▶ [Enunciado 1] Transcreve do excerto do texto tudo o que vai desde "José fala dos" até "em que vivem.".
▶ [Enunciado 2]
Com base no excerto do texto, responde às perguntas seguintes.
(a) Quanto custa o jantar de departamento dos colegas de José?
(b) Com que compara José a transferência bancária?
(c) O que adiam os investigadores bolseiros, colegas de Clara?

▶ [Excerto do texto]
=-=-=
Tanto Inês como a irmã integram o grupo de licenciados que procuram no estrangeiro as saídas profissionais que "o país lhes nega". Mas, na verdade, reconhece Inês, a citar a música dos Deolinda, o empréstimo que contraiu para ajudar a pagar os estudos não é suficiente, pelo que mesmo do outro lado do oceano continua "um pouco na casinha dos pais". José brinca com o assunto: "A transferência bancária é um cordão umbilical..."

O apoio mais ou menos regular às filhas não é a única despesa do género deste casal, que está a ajudar todos os meses, financeiramente, uma pessoa próxima que há algum tempo enfrenta o desemprego sénior. E este é só um dos sinais da crise que avistam do lugar em que habitam.

José fala dos colegas, professores contratados, que fazem contas para poder ir ao jantar de departamento, que custa dez ou 15 euros, e que temem ficar desempregados no fim do ano lectivo; Clara, dos colegas mais novos, investigadores bolseiros, que adiam casamentos e filhos devido à situação de precariedade em que vivem.

De esquerda, não filiados em qualquer partido e católicos praticantes, consideram que dar a cara e o testemunho "é uma espécie de dever cívico". Uma convicção que não é alheia a outras participações na vida pública e até partidária que já tiveram, por acreditarem, dizem, "que não é preciso ser-se jovem para se ajudar a mudar o mundo".
=-=-=
▶ [Dados fornecidos]
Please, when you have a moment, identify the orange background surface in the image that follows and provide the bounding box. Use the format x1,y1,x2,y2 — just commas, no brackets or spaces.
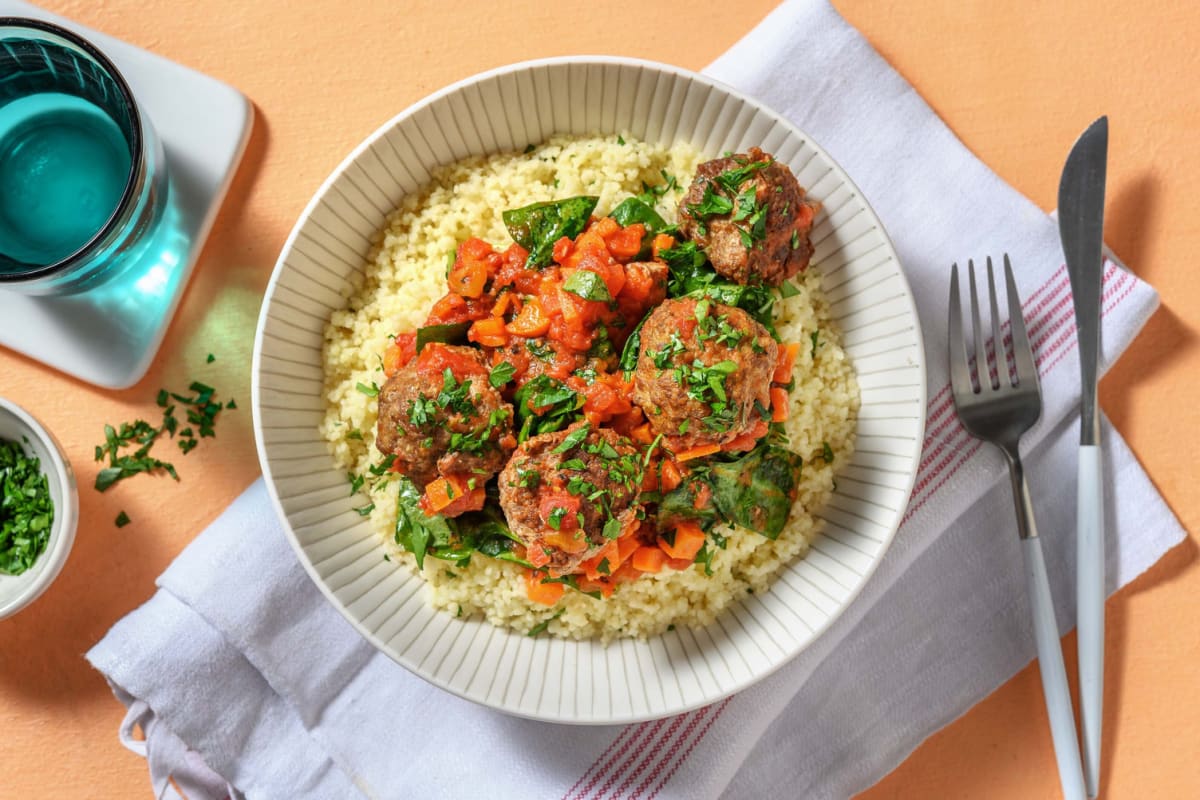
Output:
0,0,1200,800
=-=-=
▶ [Resultado final 1]
José fala dos colegas, professores contratados, que fazem contas para poder ir ao jantar de departamento, que custa dez ou 15 euros, e que temem ficar desempregados no fim do ano lectivo; Clara, dos colegas mais novos, investigadores bolseiros, que adiam casamentos e filhos devido à situação de precariedade em que vivem.

▶ [Resultado final 2]
(a) Dez ou 15 euros.
(b) Com um cordão umbilical.
(c) Casamentos e filhos.